▶ _Task objective_:
Write out every line below again, requests included, multiplying each coordinate in the answers by 1.5 and rounding to whole numbers, with halves rounded up. Leave the numbers in the requests and their format samples unchanged.

(Excerpts from location labeling data)
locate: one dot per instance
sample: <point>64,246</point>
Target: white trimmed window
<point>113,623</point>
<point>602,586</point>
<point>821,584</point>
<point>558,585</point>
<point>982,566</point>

▶ _Response to the exercise_:
locate: one dot per instance
sample: <point>64,246</point>
Target: white trimmed window
<point>170,935</point>
<point>903,879</point>
<point>1232,876</point>
<point>837,878</point>
<point>1473,849</point>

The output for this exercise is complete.